▸ **Records shown**:
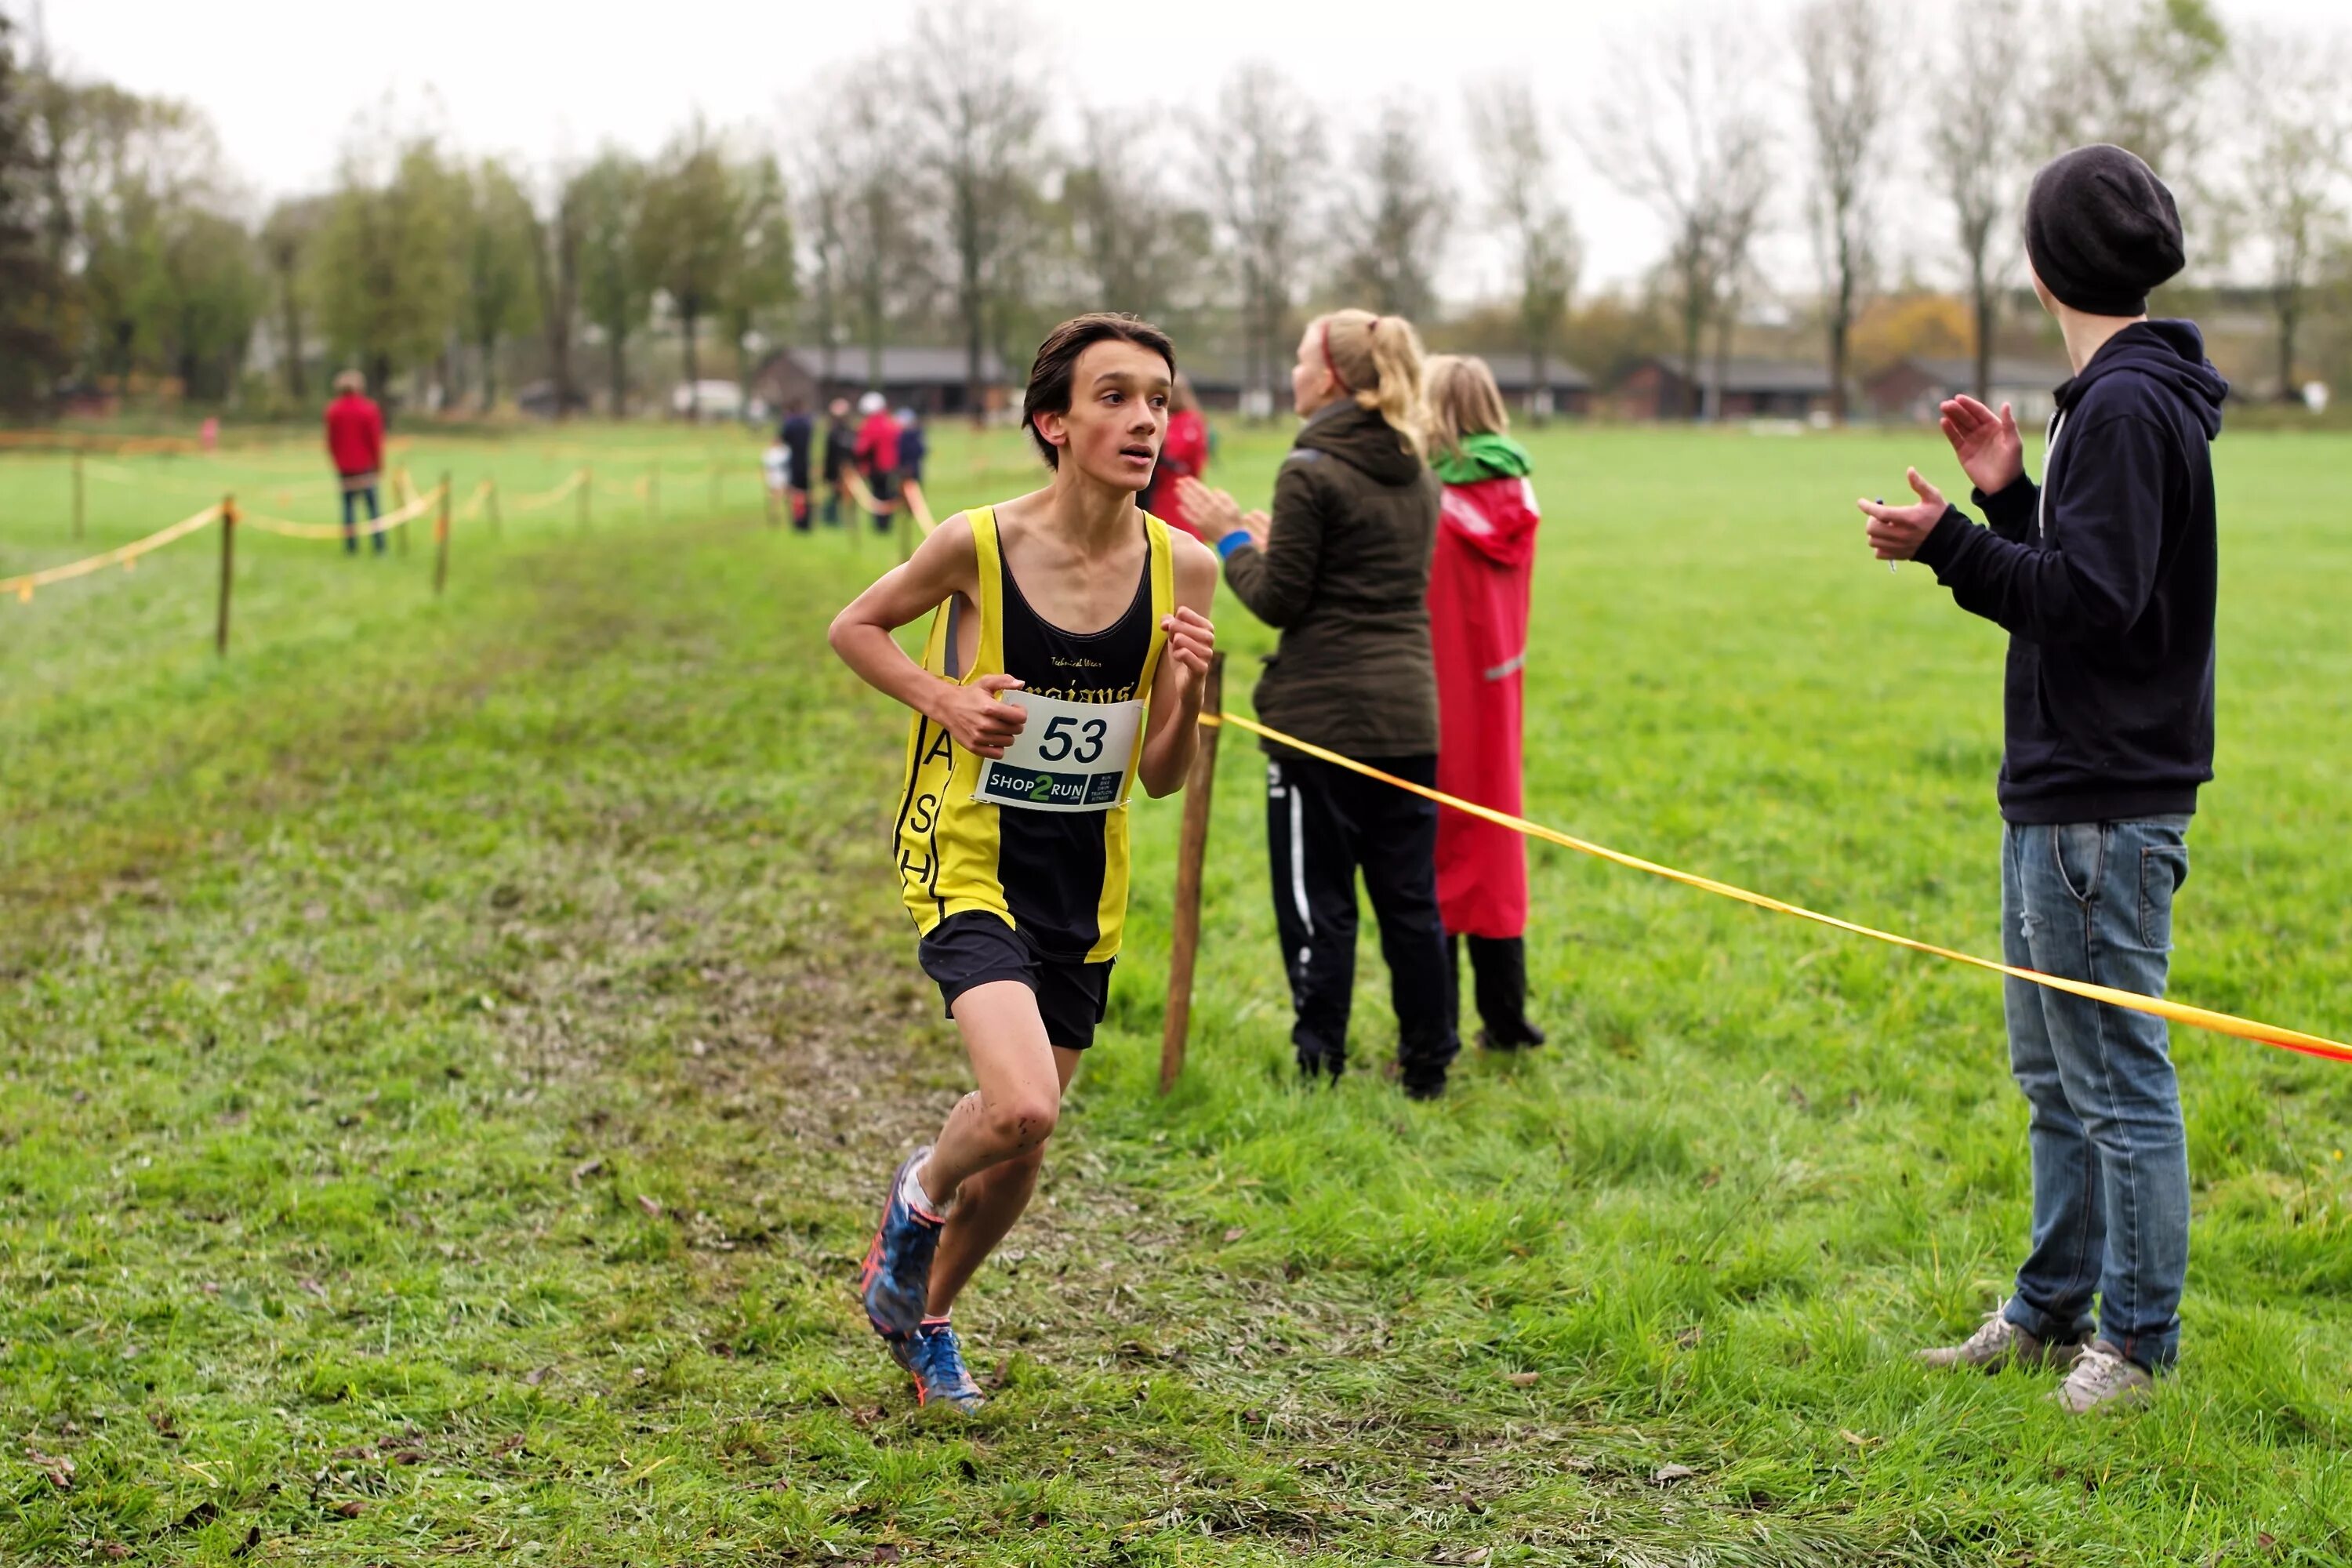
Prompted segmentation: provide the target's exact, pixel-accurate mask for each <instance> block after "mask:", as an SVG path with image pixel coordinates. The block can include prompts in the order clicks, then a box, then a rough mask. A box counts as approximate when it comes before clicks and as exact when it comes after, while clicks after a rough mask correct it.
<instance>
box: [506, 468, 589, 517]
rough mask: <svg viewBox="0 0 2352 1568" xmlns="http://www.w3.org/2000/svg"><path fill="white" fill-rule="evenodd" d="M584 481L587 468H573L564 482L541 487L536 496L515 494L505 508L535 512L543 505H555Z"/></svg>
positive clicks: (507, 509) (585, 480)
* * *
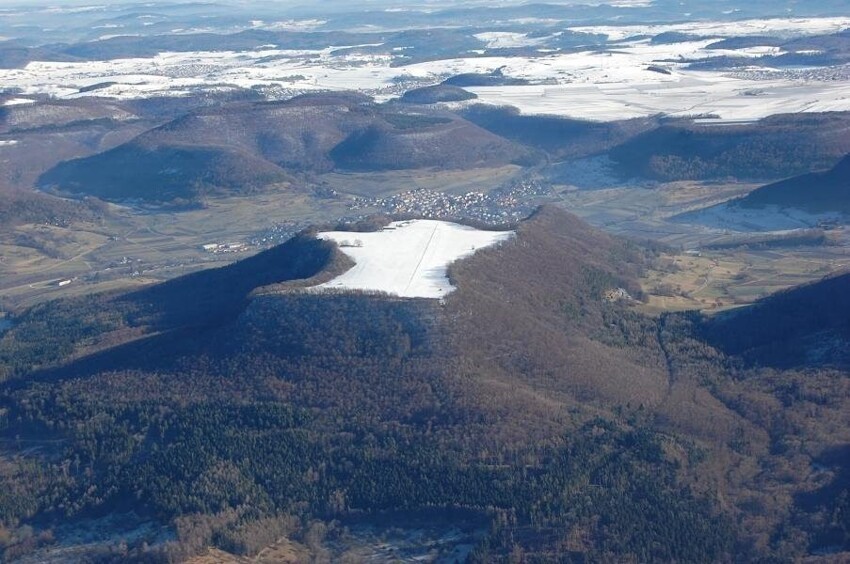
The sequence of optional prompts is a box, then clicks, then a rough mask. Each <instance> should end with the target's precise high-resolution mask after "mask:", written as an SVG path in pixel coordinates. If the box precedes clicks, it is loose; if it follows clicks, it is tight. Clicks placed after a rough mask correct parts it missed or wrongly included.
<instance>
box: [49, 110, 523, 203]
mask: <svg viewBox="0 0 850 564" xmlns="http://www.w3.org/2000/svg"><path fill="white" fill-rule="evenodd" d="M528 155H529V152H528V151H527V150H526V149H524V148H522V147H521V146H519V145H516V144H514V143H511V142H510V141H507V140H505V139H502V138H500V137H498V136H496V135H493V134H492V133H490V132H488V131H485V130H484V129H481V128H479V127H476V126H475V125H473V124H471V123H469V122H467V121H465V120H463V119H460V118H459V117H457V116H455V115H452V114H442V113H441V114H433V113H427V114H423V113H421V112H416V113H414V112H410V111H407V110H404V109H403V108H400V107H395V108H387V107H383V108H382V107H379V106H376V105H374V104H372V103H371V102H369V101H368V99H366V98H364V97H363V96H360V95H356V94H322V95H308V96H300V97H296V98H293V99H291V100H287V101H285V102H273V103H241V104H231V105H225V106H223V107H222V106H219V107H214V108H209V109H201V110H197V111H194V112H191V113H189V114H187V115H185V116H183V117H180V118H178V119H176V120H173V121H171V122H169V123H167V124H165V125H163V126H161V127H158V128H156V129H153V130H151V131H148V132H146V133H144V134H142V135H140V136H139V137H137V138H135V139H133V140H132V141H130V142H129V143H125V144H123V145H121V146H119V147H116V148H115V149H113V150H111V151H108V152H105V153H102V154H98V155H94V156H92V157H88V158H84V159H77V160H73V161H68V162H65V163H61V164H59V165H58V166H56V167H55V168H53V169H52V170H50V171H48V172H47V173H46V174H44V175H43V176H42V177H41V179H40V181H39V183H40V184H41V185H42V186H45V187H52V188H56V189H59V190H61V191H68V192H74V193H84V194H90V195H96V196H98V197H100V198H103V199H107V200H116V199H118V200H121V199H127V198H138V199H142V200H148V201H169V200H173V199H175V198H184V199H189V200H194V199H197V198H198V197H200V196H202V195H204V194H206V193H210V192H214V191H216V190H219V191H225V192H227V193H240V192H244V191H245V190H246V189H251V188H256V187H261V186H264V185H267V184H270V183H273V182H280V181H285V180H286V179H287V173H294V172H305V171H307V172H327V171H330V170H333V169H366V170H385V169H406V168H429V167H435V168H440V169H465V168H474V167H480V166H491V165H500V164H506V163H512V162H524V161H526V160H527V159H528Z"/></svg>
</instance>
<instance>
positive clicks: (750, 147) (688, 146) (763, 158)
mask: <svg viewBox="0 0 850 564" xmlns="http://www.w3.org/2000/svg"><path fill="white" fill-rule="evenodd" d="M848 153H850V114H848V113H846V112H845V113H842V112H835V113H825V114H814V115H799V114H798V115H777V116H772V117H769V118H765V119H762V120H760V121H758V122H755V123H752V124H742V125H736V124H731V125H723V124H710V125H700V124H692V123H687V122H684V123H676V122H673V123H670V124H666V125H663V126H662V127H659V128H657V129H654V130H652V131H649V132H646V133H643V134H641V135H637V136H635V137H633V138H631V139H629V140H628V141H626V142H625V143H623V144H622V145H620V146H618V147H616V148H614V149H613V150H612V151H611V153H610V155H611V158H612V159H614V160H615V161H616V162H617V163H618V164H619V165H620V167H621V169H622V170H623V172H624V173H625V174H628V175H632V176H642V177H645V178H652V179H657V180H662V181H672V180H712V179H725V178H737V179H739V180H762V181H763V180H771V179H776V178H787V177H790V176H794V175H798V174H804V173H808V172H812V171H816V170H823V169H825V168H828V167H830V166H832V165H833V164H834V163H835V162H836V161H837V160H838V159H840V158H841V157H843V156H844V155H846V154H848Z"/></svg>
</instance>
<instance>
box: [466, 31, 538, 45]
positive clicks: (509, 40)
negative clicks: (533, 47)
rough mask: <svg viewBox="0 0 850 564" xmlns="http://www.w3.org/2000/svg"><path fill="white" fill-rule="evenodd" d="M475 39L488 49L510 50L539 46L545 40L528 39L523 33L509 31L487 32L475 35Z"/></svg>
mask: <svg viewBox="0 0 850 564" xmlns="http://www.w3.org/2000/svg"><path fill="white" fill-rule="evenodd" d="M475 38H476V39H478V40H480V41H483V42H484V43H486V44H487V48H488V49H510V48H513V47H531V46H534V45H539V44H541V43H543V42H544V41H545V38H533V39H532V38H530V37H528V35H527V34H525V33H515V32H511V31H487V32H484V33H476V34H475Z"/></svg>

▸ **Exercise instructions**: Tally the lines of the listing in which the string "then" appears, and state the tally alone.

▸ **Response area**: 2